From the entries below, please gather each line containing the string "tower".

★ ★ ★

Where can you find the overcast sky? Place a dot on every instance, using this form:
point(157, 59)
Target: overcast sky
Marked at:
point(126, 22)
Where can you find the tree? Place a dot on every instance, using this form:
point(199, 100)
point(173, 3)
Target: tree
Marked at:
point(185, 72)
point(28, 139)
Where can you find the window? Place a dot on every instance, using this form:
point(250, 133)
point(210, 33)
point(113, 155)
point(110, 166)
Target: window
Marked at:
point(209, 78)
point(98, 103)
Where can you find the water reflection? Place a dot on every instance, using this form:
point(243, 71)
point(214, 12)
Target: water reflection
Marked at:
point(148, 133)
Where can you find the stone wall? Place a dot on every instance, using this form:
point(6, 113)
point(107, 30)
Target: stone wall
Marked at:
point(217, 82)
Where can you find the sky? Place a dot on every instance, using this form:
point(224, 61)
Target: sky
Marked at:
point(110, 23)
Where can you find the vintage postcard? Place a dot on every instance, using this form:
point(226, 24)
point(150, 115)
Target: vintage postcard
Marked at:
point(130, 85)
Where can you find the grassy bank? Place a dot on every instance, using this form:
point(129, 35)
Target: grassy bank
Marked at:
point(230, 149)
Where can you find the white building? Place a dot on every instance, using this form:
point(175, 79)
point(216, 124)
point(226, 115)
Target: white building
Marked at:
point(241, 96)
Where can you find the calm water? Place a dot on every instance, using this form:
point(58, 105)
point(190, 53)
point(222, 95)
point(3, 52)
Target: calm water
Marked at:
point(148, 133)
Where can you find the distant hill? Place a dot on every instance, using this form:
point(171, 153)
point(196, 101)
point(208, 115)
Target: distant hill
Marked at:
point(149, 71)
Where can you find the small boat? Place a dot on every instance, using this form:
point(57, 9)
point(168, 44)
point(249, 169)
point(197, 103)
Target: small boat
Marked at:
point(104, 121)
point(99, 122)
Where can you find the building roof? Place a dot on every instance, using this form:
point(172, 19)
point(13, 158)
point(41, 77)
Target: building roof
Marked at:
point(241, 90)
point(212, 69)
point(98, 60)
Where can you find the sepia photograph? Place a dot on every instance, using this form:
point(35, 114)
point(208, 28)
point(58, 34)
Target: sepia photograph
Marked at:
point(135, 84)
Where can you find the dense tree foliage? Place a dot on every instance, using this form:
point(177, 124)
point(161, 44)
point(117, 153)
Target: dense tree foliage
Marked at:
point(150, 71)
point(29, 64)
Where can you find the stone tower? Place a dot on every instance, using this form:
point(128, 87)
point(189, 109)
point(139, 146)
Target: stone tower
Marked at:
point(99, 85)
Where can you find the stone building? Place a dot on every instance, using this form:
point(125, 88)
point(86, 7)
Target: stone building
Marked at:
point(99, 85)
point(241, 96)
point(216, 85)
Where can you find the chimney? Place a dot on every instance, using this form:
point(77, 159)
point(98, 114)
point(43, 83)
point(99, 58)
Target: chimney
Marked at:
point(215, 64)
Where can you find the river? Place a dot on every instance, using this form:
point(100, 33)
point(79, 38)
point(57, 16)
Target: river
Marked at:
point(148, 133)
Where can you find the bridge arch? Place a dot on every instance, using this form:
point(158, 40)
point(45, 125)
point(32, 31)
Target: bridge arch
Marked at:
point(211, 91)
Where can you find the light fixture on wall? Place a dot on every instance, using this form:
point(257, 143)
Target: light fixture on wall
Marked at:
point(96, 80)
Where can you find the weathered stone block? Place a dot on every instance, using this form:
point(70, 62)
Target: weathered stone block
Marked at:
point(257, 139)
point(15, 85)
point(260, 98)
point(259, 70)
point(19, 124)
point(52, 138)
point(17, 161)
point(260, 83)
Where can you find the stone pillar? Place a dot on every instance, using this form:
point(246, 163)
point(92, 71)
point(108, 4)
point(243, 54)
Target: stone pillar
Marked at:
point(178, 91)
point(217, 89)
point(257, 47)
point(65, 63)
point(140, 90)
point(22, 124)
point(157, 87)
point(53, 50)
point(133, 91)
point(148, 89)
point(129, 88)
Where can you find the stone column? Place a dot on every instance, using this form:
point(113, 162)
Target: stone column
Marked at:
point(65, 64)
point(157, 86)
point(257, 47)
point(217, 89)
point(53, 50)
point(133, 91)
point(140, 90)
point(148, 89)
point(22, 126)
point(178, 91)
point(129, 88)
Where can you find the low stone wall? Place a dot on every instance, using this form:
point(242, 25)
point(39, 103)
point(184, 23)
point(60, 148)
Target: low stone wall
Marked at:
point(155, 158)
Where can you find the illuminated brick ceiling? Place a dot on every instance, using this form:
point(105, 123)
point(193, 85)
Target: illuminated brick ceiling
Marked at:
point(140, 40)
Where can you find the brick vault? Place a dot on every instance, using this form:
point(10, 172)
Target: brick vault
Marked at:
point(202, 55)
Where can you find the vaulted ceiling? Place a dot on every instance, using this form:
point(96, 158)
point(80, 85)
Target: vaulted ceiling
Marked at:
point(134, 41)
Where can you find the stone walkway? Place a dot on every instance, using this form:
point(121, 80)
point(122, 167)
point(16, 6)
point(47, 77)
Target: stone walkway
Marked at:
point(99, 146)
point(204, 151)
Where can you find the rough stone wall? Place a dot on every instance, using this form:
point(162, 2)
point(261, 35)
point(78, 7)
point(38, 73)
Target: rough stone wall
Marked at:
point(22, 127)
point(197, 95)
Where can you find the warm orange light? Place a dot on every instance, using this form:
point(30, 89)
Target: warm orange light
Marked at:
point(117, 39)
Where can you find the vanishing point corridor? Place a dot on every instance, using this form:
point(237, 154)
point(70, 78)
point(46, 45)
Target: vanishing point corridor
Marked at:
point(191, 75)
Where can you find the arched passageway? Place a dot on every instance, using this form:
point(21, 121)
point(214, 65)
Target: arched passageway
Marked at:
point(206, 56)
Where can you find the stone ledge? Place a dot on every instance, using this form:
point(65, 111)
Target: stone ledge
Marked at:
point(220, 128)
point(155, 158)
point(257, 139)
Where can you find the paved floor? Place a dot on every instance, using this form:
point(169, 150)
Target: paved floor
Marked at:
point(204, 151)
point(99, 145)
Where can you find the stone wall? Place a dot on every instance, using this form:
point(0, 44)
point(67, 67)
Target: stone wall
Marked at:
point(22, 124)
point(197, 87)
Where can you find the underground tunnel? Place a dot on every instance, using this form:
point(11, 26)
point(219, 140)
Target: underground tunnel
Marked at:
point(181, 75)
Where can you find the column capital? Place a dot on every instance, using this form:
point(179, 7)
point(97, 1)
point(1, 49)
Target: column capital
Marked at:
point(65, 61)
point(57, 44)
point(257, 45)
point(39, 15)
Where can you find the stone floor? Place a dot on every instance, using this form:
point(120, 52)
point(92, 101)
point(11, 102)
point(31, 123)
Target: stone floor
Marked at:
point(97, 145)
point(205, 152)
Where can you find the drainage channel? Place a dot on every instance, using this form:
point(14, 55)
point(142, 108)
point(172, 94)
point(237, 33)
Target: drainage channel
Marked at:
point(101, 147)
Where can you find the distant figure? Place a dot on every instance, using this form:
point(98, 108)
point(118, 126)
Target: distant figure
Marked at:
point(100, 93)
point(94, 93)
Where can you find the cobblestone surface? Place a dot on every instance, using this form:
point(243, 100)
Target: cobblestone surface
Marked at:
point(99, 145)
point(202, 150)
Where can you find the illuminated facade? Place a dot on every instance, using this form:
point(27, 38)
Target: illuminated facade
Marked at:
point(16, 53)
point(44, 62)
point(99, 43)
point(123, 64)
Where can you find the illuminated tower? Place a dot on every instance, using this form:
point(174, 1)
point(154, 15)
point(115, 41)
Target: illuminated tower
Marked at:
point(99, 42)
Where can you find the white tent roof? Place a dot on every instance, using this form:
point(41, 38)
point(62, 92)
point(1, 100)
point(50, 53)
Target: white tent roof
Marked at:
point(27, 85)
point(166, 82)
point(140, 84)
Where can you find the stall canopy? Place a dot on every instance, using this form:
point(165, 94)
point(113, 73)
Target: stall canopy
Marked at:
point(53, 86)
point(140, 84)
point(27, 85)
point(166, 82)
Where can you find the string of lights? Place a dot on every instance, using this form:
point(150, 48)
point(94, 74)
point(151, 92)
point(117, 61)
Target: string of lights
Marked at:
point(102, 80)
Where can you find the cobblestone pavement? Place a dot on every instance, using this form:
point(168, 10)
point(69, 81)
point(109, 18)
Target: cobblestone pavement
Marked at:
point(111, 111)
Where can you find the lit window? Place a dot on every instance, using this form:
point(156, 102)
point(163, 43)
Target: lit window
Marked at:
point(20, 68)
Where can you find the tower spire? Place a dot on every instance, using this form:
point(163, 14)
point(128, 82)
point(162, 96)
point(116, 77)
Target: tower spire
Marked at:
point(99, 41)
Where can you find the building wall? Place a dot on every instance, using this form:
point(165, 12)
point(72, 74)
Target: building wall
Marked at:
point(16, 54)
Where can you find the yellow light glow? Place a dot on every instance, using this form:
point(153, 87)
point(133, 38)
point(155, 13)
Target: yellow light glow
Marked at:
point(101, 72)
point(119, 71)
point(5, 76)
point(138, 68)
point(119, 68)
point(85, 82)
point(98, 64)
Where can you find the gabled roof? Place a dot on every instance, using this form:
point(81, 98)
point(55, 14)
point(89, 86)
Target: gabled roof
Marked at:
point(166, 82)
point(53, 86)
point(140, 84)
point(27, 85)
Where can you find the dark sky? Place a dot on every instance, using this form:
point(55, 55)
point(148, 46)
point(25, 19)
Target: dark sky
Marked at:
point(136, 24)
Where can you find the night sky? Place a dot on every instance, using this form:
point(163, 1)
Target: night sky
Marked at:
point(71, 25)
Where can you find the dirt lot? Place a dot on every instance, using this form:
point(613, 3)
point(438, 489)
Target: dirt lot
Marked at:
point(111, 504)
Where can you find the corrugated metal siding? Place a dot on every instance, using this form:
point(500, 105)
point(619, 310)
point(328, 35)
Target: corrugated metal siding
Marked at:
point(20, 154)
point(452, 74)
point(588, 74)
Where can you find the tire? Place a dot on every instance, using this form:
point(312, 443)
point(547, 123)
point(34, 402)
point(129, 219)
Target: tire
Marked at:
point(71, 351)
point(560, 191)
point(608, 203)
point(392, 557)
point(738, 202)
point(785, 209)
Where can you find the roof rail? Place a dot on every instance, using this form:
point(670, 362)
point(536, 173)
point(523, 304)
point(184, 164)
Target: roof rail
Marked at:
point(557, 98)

★ ★ ★

=== Answer to this problem ===
Where can you find the stone tower? Place a dot on every instance, using this form:
Target: stone tower
Where can you find the illuminated tower? Place a dot on every instance, using this form:
Target: illuminated tower
Where can you find the tower spire? Place a dot on every instance, using this form:
Target: tower spire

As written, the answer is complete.